Records drawn from a data source
....

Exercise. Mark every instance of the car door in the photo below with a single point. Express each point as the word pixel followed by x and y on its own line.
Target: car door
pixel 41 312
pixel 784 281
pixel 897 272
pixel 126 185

....

WHAT IS EXPECTED: Reproduce all of the data above word for word, keeping each line unchanged and in the same order.

EXERCISE RESULT:
Exercise. Mark every instance of the car door in the photo below with a single point. Express each point as the word pixel followed by x and y on its own line.
Target: car door
pixel 41 312
pixel 784 281
pixel 897 272
pixel 126 185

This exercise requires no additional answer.